Page extract
Re: [PATCH v3 2/4] mm/zswap: Implement proactive writeback

From: Nhat Pham

Date: Wed Jun 03 2026 - 14:23:53 EST

On Wed, Jun 3, 2026 at 4:27 AM Hao Jia <jiahao.kernel@xxxxxxxxx> wrote:
>
>
>
> On 2026/5/30 09:37, Yosry Ahmed wrote:
> > On Tue, May 26, 2026 at 07:45:59PM +0800, Hao Jia wrote:
> >> From: Hao Jia <jiahao1@xxxxxxxxxxx>
> >>
> >> Zswap currently writes back pages to backing swap reactively, triggered
> >> either by the shrinker or when the pool reaches its size limit. There is
> >> no mechanism to control the amount of writeback for a specific memory
> >> cgroup. However, users may want to proactively write back zswap pages,
> >> e.g., to free up memory for other applications or to prepare for
> >> memory-intensive workloads.
> >>
> >> Introduce a "zswap_writeback_only" key to the memory.reclaim cgroup
> >> interface. When specified, this key bypasses standard memory reclaim
> >> and exclusively performs proactive zswap writeback up to the requested
> >> budget. If omitted, the default reclaim behavior remains unchanged.

Dataset excerpts
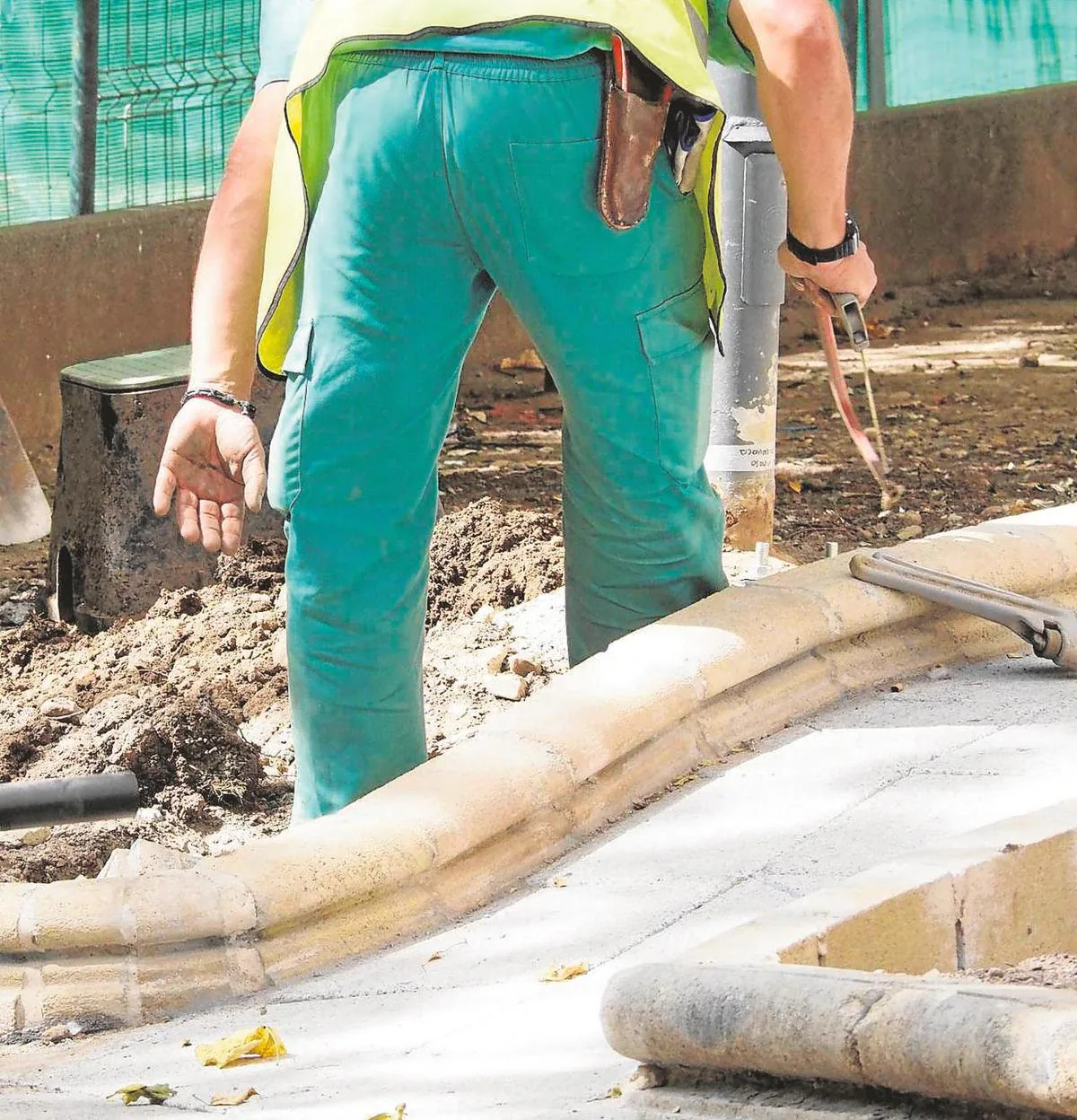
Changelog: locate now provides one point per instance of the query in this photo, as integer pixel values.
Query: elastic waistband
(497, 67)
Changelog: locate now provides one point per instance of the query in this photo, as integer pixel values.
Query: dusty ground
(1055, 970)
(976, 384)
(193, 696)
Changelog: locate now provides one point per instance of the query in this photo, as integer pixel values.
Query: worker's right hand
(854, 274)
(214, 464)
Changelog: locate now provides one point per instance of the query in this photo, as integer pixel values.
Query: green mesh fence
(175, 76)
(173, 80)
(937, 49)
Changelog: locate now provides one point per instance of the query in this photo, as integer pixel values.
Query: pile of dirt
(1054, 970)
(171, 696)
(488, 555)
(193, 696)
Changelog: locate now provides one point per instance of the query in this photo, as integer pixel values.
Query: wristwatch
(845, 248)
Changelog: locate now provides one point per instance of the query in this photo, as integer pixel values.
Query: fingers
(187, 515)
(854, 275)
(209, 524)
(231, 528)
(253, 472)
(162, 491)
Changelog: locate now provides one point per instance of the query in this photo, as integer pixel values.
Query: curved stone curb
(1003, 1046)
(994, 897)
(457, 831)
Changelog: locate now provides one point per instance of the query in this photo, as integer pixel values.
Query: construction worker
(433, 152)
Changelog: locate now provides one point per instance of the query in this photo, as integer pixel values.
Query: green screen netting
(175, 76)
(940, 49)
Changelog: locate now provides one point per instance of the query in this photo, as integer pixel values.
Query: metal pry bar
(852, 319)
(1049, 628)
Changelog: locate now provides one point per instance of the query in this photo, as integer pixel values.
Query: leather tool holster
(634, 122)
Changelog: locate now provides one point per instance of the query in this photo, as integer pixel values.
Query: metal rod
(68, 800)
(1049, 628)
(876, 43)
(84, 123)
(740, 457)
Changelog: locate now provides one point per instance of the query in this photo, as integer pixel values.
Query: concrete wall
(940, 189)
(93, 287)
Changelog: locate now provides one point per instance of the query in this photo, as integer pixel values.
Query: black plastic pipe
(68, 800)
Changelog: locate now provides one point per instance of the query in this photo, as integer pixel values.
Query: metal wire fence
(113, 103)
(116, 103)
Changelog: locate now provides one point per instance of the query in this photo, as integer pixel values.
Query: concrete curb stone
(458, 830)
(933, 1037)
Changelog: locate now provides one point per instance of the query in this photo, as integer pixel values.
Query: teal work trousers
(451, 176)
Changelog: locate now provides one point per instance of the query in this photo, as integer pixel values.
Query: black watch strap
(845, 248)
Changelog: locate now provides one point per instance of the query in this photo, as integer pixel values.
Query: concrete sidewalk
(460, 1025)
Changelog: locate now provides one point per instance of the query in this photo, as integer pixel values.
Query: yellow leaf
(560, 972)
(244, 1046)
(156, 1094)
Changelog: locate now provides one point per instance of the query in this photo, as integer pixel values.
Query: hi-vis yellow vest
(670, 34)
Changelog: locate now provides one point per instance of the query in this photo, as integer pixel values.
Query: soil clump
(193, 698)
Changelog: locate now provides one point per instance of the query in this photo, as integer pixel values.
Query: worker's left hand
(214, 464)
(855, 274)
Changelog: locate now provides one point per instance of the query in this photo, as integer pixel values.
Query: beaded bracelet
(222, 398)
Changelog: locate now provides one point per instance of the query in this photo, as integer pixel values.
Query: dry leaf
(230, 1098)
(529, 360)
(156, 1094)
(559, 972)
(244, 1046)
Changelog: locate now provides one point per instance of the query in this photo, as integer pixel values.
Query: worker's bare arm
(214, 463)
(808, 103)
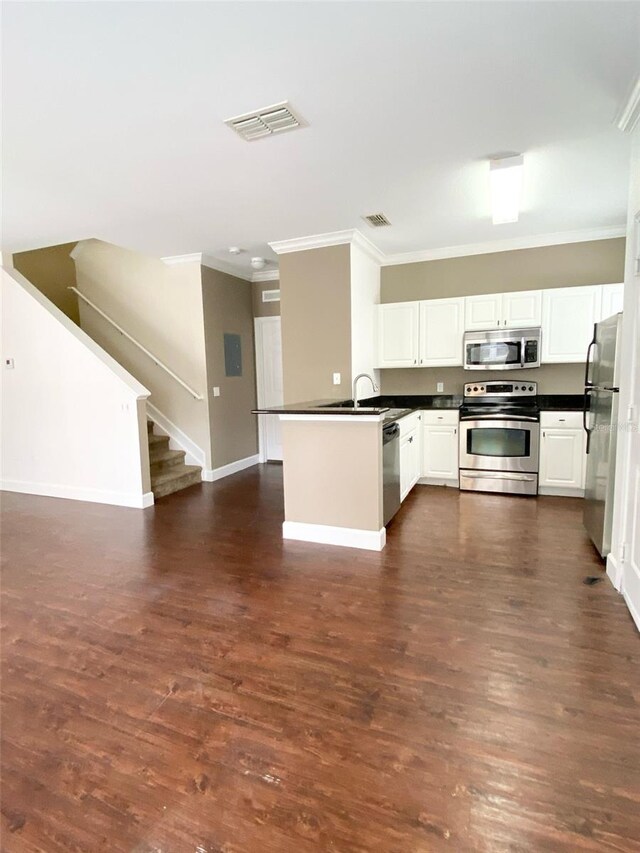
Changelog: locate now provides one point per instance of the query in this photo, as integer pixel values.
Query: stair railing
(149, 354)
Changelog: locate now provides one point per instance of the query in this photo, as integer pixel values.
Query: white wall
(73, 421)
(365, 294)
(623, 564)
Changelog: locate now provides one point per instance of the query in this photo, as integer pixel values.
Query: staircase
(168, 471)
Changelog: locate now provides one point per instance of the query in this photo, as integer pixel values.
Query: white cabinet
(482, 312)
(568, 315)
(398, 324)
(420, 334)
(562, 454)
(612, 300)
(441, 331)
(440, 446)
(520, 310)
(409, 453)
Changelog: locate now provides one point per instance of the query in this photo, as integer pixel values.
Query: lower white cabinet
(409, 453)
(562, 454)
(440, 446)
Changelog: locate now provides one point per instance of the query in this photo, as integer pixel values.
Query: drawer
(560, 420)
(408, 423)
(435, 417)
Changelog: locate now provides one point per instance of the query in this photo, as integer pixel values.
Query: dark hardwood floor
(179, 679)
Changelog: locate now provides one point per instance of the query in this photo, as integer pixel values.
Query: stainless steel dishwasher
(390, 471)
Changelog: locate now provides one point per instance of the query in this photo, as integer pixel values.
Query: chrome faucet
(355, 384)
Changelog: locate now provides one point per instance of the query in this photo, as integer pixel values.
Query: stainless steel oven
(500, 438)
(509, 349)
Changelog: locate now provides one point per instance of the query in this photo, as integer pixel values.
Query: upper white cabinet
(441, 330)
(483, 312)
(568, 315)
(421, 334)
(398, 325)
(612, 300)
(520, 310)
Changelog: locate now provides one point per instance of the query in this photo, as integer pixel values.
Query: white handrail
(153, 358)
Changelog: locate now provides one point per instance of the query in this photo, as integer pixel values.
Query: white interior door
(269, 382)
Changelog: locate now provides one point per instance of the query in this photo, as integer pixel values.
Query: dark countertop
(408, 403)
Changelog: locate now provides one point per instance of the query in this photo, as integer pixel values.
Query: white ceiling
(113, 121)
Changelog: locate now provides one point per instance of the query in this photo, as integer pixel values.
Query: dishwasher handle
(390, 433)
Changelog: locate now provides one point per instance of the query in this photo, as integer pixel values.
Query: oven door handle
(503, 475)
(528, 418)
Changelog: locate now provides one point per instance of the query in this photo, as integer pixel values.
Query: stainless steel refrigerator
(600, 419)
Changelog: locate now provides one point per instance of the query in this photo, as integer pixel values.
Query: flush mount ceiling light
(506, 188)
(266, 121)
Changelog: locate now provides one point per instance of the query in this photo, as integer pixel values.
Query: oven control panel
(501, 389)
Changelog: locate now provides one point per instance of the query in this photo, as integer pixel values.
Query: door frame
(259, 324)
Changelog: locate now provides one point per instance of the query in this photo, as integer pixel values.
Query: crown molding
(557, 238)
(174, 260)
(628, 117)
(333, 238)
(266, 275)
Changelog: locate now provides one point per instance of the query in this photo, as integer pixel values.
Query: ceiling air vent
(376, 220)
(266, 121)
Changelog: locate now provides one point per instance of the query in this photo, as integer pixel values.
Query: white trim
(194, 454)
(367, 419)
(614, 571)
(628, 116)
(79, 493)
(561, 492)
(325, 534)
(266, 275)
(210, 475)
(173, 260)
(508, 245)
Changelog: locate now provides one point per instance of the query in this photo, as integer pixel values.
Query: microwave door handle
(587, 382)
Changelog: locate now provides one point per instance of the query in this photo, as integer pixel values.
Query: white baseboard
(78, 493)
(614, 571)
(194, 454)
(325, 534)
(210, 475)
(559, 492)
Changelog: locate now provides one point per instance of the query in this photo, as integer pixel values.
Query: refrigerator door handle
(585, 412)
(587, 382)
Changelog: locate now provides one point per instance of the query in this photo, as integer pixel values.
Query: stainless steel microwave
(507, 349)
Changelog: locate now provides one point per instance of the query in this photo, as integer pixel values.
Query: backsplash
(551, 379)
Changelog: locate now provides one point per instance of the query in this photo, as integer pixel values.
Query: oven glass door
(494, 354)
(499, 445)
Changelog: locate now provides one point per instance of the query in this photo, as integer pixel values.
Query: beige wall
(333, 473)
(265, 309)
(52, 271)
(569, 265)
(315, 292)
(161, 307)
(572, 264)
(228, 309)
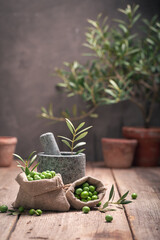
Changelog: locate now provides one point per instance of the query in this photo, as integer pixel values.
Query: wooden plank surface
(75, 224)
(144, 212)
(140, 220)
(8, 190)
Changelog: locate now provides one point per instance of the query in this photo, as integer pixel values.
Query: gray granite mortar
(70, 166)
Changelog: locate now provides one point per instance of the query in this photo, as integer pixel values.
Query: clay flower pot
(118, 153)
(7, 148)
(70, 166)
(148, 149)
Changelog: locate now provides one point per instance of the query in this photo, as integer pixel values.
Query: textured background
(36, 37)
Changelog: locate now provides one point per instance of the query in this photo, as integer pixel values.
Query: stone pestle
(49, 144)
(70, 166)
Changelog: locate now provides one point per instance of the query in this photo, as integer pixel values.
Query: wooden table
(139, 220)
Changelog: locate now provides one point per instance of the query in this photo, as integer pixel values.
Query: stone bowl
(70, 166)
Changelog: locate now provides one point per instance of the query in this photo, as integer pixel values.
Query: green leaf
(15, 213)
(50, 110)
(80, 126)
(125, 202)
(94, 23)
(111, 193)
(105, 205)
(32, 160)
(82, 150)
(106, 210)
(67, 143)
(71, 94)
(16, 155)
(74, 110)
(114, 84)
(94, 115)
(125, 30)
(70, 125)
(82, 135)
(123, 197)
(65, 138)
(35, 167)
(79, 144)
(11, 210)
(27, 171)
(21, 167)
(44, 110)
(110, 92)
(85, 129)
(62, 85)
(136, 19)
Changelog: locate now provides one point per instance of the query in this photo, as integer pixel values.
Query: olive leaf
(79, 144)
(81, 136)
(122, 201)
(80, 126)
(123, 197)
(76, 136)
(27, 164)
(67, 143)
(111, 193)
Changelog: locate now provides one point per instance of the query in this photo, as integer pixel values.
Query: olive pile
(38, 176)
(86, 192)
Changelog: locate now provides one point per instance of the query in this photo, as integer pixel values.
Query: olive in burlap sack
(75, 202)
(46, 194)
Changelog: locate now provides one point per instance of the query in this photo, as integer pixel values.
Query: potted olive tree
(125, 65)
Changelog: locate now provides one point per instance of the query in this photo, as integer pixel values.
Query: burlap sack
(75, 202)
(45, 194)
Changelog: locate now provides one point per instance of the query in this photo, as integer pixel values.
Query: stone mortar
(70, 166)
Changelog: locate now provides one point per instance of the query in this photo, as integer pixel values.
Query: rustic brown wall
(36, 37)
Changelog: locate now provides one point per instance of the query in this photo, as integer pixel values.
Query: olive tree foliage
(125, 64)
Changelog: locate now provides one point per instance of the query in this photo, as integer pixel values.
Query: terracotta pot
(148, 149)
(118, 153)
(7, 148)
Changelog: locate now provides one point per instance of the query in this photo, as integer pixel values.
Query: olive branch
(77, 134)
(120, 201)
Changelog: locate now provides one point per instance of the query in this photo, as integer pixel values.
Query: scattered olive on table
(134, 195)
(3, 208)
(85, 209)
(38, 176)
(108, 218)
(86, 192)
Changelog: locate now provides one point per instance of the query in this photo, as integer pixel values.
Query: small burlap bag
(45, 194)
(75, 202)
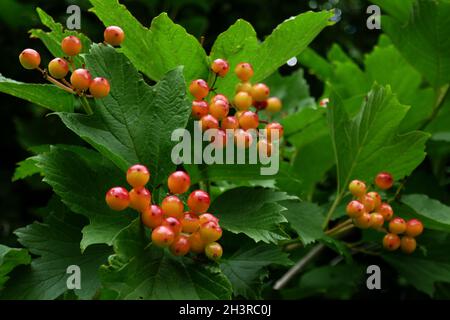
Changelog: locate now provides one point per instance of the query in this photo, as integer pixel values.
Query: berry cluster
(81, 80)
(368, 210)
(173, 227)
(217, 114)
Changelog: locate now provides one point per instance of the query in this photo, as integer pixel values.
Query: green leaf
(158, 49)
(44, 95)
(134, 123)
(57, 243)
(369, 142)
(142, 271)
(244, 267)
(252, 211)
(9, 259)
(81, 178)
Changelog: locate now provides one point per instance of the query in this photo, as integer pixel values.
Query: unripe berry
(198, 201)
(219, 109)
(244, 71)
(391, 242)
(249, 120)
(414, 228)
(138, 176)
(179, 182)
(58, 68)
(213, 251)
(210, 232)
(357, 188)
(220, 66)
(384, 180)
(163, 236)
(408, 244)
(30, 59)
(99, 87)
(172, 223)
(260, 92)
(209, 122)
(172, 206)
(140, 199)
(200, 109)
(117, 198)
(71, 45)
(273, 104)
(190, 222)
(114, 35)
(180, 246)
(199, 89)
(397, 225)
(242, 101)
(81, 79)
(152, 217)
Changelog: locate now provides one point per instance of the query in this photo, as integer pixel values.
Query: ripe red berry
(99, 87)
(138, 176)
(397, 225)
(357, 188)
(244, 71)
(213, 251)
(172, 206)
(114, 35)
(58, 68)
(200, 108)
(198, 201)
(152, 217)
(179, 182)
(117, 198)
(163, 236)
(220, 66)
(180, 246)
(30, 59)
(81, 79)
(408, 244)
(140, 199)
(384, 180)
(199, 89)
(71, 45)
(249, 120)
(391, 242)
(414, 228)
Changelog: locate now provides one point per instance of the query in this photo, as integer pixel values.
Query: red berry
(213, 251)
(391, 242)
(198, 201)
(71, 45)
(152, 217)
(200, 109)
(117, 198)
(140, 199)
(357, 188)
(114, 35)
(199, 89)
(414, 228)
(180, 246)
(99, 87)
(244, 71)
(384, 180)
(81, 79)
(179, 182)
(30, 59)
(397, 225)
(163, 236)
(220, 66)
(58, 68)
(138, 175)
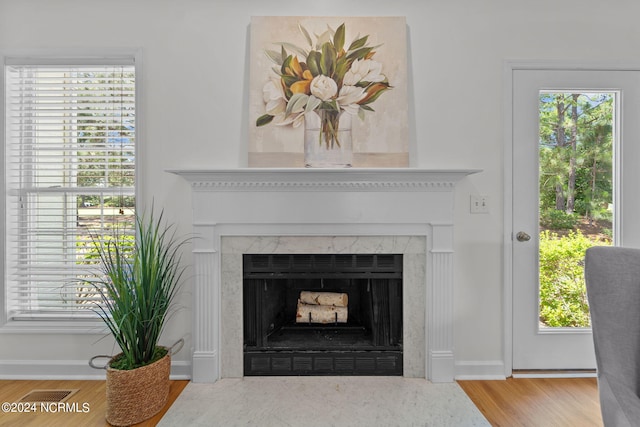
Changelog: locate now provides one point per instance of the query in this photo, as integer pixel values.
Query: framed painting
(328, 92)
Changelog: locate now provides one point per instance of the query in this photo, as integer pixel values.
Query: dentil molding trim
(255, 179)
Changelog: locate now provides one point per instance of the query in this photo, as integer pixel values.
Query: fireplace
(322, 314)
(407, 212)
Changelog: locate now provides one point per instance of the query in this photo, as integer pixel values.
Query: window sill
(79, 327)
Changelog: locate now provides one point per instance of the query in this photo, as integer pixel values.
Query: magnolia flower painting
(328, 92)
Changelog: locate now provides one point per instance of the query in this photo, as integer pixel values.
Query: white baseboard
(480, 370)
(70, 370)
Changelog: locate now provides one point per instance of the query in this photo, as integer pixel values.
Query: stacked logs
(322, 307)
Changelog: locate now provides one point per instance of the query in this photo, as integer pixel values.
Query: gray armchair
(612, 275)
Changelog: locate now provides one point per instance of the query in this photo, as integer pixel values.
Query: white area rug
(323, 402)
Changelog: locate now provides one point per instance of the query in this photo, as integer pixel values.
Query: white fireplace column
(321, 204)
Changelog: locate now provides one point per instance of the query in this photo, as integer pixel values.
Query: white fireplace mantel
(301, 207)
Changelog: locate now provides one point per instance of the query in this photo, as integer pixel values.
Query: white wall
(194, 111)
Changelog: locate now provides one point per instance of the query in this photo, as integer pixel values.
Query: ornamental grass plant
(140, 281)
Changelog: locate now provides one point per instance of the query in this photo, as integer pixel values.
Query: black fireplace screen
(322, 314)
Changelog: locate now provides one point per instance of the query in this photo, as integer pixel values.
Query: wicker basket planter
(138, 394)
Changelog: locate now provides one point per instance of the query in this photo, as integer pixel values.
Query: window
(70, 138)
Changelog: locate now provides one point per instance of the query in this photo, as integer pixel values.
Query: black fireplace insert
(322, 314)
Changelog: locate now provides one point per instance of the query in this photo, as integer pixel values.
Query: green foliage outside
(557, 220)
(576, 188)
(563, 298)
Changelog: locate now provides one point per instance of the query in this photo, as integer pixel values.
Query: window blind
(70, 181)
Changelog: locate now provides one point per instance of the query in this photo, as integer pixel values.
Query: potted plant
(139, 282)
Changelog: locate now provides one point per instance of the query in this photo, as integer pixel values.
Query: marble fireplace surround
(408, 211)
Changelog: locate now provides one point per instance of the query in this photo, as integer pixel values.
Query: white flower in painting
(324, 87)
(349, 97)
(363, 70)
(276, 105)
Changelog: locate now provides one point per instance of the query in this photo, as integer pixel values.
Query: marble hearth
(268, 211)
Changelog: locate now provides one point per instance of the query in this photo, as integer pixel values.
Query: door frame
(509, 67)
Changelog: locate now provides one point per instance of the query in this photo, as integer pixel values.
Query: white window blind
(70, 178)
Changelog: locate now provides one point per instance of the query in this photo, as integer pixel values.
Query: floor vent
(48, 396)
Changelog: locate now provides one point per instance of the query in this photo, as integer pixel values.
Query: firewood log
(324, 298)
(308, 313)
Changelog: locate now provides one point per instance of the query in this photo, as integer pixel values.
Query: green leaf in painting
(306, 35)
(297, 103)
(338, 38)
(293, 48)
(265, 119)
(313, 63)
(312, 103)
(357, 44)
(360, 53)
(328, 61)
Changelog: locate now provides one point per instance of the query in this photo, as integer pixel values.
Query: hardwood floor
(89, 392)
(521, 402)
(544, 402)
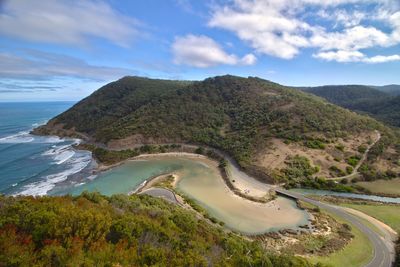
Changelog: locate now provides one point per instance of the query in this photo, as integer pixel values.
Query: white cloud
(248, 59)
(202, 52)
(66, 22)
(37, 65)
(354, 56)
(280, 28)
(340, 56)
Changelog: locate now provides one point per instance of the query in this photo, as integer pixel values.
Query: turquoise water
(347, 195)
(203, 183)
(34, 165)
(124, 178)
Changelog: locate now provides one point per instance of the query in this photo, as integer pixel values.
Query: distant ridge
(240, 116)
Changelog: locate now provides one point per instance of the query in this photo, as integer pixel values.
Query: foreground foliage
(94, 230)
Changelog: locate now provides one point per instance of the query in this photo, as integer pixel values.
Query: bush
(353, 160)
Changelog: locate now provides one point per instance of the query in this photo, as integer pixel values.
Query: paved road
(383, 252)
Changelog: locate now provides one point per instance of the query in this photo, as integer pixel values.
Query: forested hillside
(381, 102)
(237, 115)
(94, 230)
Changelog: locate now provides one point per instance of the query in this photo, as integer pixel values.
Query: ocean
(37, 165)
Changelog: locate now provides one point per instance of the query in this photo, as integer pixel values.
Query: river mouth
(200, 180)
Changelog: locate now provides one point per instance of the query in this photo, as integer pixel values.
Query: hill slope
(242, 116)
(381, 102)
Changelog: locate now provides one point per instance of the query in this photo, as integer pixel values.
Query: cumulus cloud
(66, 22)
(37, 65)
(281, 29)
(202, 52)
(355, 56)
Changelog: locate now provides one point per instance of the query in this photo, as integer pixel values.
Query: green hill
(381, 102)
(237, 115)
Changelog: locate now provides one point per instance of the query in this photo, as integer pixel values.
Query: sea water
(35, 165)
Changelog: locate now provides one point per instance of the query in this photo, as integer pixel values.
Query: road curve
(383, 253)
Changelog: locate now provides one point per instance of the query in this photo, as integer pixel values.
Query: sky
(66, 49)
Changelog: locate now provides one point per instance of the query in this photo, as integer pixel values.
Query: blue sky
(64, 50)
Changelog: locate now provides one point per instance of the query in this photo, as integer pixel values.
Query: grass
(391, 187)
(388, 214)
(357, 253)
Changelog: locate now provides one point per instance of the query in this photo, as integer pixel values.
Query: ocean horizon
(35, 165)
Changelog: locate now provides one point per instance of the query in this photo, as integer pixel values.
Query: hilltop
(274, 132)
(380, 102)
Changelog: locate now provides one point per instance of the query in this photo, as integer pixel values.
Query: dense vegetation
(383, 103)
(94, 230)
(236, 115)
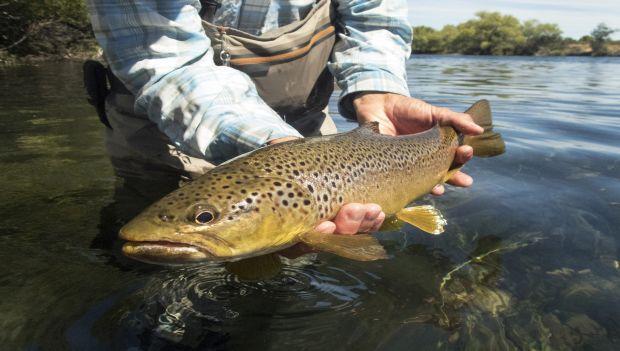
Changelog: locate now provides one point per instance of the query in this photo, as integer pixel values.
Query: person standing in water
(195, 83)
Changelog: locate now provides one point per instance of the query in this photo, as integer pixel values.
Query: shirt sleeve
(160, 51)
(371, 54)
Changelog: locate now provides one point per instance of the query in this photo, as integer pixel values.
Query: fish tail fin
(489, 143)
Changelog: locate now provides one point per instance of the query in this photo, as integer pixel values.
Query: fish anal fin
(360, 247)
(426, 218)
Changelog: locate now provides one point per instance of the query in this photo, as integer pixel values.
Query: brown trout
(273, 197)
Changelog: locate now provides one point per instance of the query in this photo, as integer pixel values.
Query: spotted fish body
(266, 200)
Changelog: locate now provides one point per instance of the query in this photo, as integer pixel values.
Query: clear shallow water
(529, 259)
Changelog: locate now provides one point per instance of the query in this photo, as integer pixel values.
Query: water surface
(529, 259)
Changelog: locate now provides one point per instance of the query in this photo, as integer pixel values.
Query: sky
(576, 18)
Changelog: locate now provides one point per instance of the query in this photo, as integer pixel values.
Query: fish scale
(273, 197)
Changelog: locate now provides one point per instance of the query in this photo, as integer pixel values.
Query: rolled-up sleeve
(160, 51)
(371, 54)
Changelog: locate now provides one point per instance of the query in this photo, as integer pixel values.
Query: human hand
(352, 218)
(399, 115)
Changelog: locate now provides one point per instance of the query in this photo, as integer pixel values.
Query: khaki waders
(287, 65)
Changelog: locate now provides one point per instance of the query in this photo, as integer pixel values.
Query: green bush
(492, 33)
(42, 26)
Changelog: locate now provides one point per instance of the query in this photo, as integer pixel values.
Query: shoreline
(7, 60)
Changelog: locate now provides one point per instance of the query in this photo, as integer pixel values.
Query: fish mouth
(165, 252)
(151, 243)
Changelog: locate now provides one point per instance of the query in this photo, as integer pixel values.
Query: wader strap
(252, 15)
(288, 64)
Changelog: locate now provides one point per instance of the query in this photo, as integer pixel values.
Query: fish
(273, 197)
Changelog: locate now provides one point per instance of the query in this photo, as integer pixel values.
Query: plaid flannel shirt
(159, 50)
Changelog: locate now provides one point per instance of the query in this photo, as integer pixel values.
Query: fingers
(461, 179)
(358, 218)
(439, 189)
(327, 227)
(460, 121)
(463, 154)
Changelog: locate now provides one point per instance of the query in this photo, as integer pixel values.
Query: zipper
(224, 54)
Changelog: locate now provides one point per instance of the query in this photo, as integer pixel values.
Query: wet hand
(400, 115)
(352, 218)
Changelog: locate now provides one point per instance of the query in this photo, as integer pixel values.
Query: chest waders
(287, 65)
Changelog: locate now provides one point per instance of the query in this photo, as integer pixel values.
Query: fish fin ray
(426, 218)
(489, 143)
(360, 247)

Exercises
A – Which people are named in the patch reply above the records?
B – Which lines of the records contain the string "strap"? Find and copy each one.

List of solutions
A – Nhat Pham, Hao Jia, Yosry Ahmed

B –
Query: black watch strap
Query: wader strap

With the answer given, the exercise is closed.